● Your instructions: Your reply should restate the lines from the top of the entries through the line containing "button-up shirt. Report pixel corners as JSON arrays." word for word, with no pictures.

● Source data:
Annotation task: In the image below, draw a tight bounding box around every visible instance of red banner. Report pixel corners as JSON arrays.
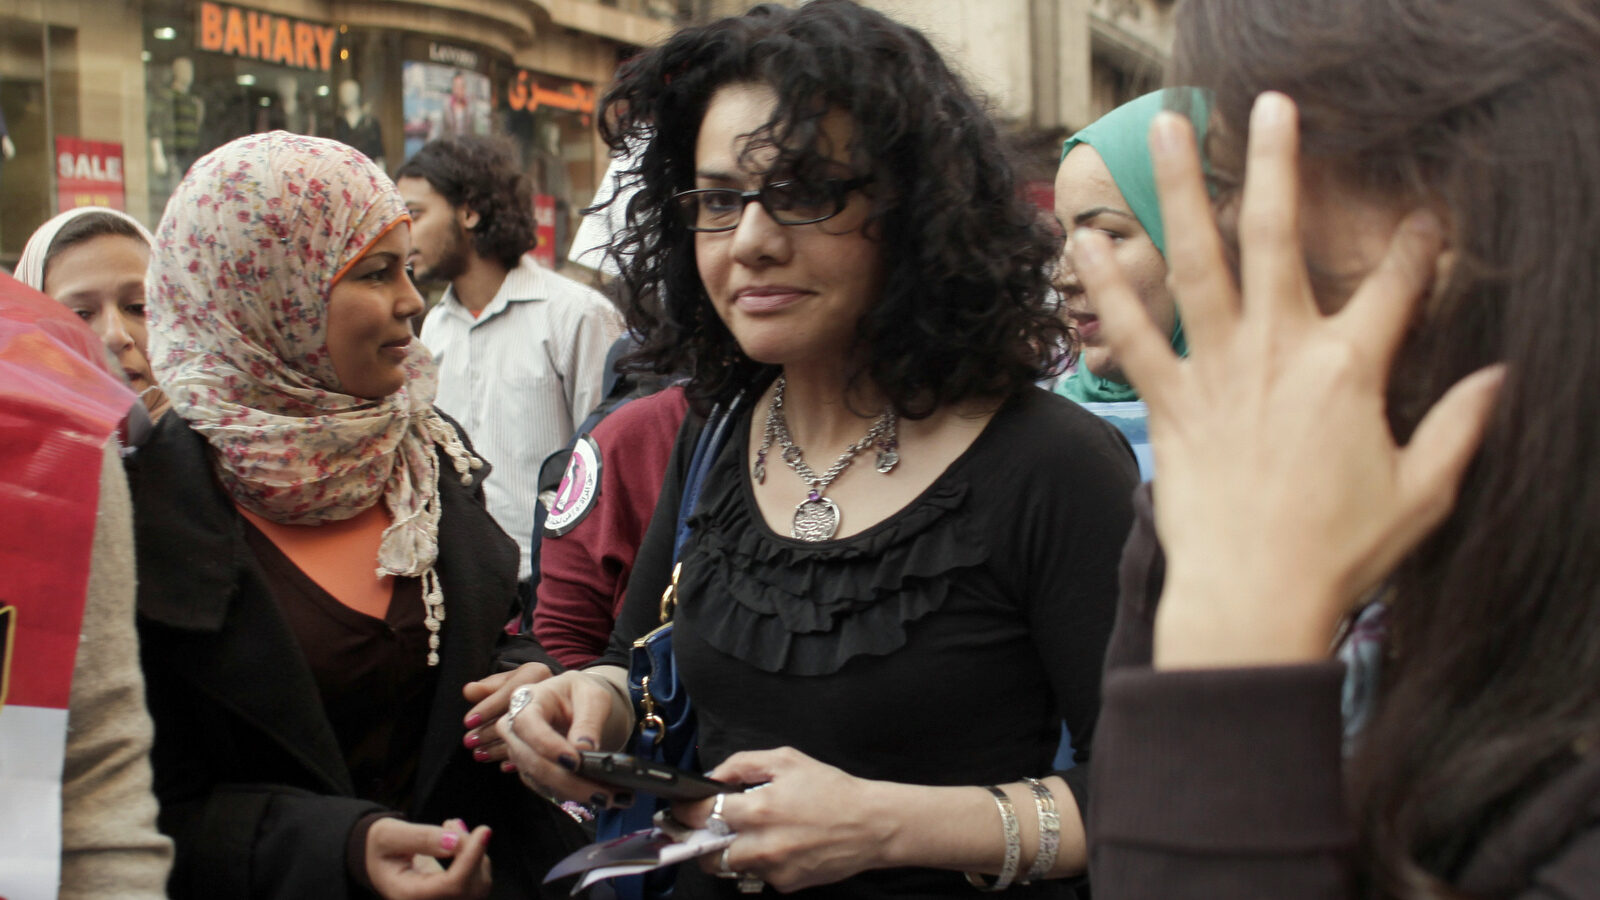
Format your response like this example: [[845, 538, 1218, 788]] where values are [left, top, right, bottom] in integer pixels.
[[1023, 179, 1055, 216], [0, 273, 134, 899], [0, 273, 132, 710], [55, 137, 126, 213], [532, 193, 557, 269]]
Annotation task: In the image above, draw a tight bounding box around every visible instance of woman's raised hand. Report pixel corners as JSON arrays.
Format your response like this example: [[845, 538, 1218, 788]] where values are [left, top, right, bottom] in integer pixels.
[[1071, 92, 1505, 669], [493, 668, 635, 805], [365, 818, 491, 900]]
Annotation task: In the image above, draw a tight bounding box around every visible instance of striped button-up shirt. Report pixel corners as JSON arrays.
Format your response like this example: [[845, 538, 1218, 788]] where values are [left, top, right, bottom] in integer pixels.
[[421, 257, 623, 580]]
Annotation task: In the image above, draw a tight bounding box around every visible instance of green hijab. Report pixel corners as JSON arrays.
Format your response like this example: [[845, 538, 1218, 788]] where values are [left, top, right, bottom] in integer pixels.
[[1057, 87, 1210, 404]]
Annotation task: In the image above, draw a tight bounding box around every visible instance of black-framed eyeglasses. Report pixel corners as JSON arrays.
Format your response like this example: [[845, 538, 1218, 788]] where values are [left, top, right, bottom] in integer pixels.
[[671, 176, 873, 232]]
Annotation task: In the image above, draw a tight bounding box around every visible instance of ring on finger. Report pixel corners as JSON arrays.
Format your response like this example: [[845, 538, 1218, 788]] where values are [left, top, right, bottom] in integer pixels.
[[715, 846, 763, 892], [716, 846, 738, 878], [707, 792, 733, 837], [504, 685, 534, 728]]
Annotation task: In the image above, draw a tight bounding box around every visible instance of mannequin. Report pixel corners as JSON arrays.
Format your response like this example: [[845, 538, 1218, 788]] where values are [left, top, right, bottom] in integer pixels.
[[262, 73, 314, 135], [0, 97, 13, 163], [0, 86, 12, 221], [333, 79, 384, 167], [148, 58, 204, 180]]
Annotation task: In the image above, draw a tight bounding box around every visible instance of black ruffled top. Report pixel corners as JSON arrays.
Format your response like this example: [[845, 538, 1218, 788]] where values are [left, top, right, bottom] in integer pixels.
[[602, 387, 1140, 898], [680, 447, 990, 676]]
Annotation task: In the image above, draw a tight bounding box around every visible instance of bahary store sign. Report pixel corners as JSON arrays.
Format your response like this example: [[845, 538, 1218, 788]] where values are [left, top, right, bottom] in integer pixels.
[[197, 1, 337, 73]]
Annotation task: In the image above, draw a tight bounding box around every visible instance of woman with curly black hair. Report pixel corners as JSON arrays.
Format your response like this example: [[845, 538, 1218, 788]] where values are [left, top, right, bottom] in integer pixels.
[[499, 2, 1138, 896]]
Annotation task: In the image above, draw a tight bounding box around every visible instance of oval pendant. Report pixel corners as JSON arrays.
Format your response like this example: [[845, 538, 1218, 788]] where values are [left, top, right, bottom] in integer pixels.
[[875, 448, 899, 474], [792, 496, 841, 541]]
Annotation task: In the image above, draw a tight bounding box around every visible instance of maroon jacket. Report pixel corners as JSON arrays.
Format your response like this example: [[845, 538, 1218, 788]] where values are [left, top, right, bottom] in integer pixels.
[[1089, 485, 1600, 898], [533, 387, 690, 667]]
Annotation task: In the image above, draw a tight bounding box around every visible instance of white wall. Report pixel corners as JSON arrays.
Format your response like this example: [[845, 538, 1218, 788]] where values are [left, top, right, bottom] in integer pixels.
[[859, 0, 1034, 120]]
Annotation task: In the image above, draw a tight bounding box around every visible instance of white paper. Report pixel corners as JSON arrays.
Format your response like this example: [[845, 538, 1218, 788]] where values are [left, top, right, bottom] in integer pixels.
[[571, 828, 736, 894]]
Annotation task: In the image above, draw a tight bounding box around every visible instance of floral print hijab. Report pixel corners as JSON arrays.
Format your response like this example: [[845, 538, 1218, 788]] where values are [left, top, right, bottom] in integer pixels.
[[147, 131, 478, 664]]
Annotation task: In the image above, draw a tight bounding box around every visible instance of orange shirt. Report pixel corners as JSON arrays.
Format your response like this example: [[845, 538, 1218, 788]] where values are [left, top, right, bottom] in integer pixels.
[[237, 503, 395, 618]]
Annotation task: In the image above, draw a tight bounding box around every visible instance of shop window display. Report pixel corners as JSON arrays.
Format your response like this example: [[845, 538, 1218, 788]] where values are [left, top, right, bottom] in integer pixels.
[[129, 4, 604, 274], [142, 1, 368, 215], [0, 72, 36, 257], [401, 61, 491, 159], [0, 17, 55, 261], [500, 71, 599, 266], [143, 56, 340, 204], [335, 79, 385, 169]]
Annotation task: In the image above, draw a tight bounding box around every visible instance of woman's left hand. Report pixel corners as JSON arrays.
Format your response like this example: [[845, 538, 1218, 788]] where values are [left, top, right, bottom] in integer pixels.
[[674, 747, 894, 892], [461, 662, 556, 765]]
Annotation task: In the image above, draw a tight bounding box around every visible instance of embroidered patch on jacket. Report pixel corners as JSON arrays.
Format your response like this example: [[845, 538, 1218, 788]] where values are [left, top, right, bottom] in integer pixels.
[[544, 435, 602, 536]]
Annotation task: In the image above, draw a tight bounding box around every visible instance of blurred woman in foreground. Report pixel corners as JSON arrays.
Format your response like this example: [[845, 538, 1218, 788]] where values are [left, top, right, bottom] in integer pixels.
[[1082, 0, 1600, 896]]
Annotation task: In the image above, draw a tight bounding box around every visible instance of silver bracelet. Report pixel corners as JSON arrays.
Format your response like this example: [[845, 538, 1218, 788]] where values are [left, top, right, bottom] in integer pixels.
[[965, 785, 1021, 892], [1021, 777, 1060, 883]]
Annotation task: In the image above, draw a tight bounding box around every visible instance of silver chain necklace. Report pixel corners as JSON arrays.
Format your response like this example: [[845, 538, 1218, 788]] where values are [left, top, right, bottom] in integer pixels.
[[753, 374, 899, 541]]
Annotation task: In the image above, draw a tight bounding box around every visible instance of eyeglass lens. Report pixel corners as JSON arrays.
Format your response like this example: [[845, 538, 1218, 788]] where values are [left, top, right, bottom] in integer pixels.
[[680, 181, 846, 230]]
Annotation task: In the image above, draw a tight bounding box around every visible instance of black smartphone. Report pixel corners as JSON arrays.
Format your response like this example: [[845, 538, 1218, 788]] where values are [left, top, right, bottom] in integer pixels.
[[576, 751, 740, 801]]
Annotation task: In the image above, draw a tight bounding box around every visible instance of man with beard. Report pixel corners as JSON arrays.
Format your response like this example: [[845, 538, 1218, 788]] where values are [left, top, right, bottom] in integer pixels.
[[399, 135, 621, 603]]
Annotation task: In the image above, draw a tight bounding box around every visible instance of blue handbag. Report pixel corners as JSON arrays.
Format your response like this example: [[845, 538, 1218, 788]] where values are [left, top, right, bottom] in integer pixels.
[[593, 395, 744, 900]]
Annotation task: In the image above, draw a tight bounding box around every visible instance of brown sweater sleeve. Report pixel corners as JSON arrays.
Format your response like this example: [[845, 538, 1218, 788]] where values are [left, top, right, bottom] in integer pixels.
[[1089, 663, 1358, 898], [1089, 481, 1358, 897], [60, 442, 173, 898], [1090, 492, 1600, 898]]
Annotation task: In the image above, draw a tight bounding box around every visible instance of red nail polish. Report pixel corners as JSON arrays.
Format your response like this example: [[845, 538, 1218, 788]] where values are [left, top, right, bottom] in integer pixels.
[[500, 761, 517, 773], [440, 832, 460, 851], [464, 713, 483, 728], [463, 732, 480, 748], [473, 748, 490, 762]]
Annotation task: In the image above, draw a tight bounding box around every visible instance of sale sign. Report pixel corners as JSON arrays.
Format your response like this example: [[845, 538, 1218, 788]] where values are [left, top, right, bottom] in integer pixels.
[[55, 138, 126, 213]]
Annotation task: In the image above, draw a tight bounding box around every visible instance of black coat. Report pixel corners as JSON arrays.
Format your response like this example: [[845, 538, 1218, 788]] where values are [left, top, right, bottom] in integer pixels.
[[128, 414, 584, 899]]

● Task response:
Annotation task: In the image below, draw a tight bounding box around every visible instance of red banner. Report pixel corners as JSON arrays.
Format your response like this example: [[845, 538, 1218, 788]] where values are [left, top, right, bottom] in integer pixels.
[[1023, 179, 1055, 216], [0, 273, 134, 899], [0, 273, 132, 710], [55, 137, 126, 213], [532, 193, 557, 269]]
Annotation task: In the image above, draw a tight bounding box around every visible instance of woman's raised hand. Report pixel corners as JSON arrays.
Format your response like this example: [[845, 538, 1218, 788]] where values are [left, top, right, bottom] in integer pixels.
[[1071, 92, 1505, 669], [493, 668, 635, 805], [365, 818, 491, 900]]
Annotation task: In the image above, draw a tight bounding box around every visible instance of striped button-up shirt. Report pixel corners as JSON arrays.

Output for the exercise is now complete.